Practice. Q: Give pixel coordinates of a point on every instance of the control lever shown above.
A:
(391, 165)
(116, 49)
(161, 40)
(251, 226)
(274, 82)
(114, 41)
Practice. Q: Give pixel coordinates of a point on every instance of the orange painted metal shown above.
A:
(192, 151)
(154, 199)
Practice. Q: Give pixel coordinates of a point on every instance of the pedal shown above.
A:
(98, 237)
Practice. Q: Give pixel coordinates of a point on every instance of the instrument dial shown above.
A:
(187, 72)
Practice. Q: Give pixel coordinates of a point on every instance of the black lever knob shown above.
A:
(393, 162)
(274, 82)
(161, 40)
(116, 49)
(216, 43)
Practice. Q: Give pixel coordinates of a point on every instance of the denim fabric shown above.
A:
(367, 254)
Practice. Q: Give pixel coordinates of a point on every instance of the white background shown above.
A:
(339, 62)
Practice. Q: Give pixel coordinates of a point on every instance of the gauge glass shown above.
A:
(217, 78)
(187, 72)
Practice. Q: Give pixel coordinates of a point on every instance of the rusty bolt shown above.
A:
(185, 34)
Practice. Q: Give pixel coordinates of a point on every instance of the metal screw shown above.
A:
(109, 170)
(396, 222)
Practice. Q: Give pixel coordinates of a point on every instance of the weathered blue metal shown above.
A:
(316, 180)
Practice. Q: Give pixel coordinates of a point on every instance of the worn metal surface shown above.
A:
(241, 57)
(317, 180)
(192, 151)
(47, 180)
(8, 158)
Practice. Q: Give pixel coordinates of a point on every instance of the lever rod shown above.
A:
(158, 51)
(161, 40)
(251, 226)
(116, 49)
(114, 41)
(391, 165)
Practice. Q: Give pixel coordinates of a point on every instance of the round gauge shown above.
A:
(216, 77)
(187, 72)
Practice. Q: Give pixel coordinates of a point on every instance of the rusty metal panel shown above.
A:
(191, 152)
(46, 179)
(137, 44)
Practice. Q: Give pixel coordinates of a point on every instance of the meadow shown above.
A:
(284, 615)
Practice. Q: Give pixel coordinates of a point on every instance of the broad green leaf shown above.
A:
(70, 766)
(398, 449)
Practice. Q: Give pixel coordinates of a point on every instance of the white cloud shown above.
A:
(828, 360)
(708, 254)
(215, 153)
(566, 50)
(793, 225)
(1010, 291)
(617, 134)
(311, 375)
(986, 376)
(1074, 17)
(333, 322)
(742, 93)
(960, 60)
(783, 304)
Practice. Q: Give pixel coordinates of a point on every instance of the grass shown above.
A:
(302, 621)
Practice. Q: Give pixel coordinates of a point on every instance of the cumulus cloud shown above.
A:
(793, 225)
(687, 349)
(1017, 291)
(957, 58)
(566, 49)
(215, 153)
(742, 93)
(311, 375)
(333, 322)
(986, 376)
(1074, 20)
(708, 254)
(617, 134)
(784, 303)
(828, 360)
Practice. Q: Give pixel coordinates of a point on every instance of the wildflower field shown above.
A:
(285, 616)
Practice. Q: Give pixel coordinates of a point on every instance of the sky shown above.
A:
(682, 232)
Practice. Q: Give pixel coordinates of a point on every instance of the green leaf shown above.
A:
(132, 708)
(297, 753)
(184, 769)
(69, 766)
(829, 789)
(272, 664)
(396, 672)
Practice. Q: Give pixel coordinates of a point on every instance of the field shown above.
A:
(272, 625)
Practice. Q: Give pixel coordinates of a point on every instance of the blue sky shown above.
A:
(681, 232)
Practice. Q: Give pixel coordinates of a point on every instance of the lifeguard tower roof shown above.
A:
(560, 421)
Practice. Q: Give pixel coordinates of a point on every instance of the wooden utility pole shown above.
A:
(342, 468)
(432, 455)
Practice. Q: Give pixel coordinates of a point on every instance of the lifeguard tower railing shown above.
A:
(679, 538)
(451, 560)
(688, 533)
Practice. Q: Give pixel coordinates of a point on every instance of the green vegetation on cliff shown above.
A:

◇ ◇ ◇ ◇

Problem: Rewrite all of the records above so that "Practice" becomes "Drill" everywhere it occurs, with nothing else changed.

Problem solution:
Drill. Q: Give pixel coordinates of a point on every instance of the control lever shown above.
A:
(391, 165)
(116, 49)
(161, 40)
(251, 226)
(274, 82)
(114, 41)
Drill. Q: Give pixel coordinates of a point on every instance of the orange painted metal shown above.
A:
(192, 151)
(154, 199)
Drill. Q: Give pixel coordinates of a point on every instance of the pedal shown above.
A:
(98, 237)
Drill. Q: Give pixel coordinates of a point on every instance of the instrument dial shown above.
A:
(187, 72)
Drill. Q: Give pixel coordinates of a point on every instance of the black lever knob shown above.
A:
(393, 162)
(274, 82)
(161, 40)
(116, 49)
(216, 43)
Drill. Q: Give pixel coordinates of a point on every instance of the denim fabric shown above.
A:
(367, 254)
Drill. Q: Give pixel coordinates of a point on every instance of the white background shown above.
A:
(339, 62)
Drill. Q: Give pixel coordinates of a point on every instance of the gauge glass shown above.
A:
(217, 78)
(187, 72)
Drill. Q: Give pixel coordinates of a point on every instance of the rusty bolt shown above.
A:
(185, 34)
Drill. Q: Give pixel coordinates of a point on every instance of the metal screw shown above.
A:
(109, 170)
(396, 222)
Drill. Q: Give pixel coordinates of a point on every instance of the weathered blue metal shown above.
A:
(316, 180)
Drill. Q: Give pixel coordinates of a point on every instance of the worn metal surface shown above.
A:
(241, 57)
(317, 180)
(192, 151)
(47, 180)
(8, 158)
Drill. Q: Give pixel coordinates of a point on every instance of the lever rod shown above.
A:
(158, 51)
(161, 40)
(251, 226)
(116, 49)
(114, 41)
(391, 165)
Drill. Q: Give pixel coordinates of a point on every instance of the round gauge shown above.
A:
(216, 77)
(187, 72)
Drill. Q: Give pixel coordinates of a point on every instance of the rusty metal panel shown above.
A:
(191, 152)
(46, 179)
(137, 44)
Drill. Q: Give pixel coordinates of a point on every instance of the meadow shown above.
A:
(284, 615)
Drill. Q: Give pixel coordinates of a point on every instance of the broad green leaf shown above.
A:
(70, 766)
(398, 449)
Drill. Q: Give pixel coordinates of a point on every instance of the white cloud shown above.
A:
(828, 360)
(708, 254)
(215, 153)
(566, 50)
(793, 225)
(1010, 291)
(617, 134)
(311, 375)
(986, 376)
(1074, 17)
(333, 322)
(742, 93)
(960, 60)
(783, 304)
Drill. Q: Give pixel coordinates of a point on every instance of the grass shown above.
A:
(302, 621)
Drill. Q: Give pixel coordinates of a point on every instance of the cumulus cloud shown above.
A:
(793, 225)
(687, 349)
(1017, 291)
(957, 58)
(566, 49)
(215, 153)
(742, 93)
(311, 375)
(333, 322)
(986, 376)
(1074, 20)
(708, 254)
(617, 134)
(784, 303)
(828, 360)
Drill. Q: Give pixel coordinates of a point on every instance of the wildflower field shown above.
A:
(285, 616)
Drill. Q: Give pixel coordinates of a point on every instance of the sky shown above.
A:
(682, 232)
Drill. Q: Give pixel coordinates of a point on every instance of the green leaf shown above.
A:
(132, 708)
(297, 753)
(184, 769)
(69, 766)
(829, 789)
(272, 664)
(396, 672)
Drill. Q: Give pixel coordinates of a point on every instance of the field shown above.
A:
(272, 625)
Drill. Q: Give pixel coordinates of a point on every instance of the blue sky shown above.
A:
(681, 232)
Drill. Q: Give pixel coordinates of a point on every instance of the lifeguard tower roof shown above.
A:
(560, 421)
Drill. Q: Give pixel coordinates of a point on every instance of the wooden utility pole shown above.
A:
(342, 468)
(432, 455)
Drill. Q: Give pixel coordinates of a point on every instance of the lifeguard tower railing shown above.
A:
(679, 538)
(451, 560)
(688, 533)
Drill. Q: Give pixel coordinates of a point on every instance of the green vegetation on cliff shown above.
A:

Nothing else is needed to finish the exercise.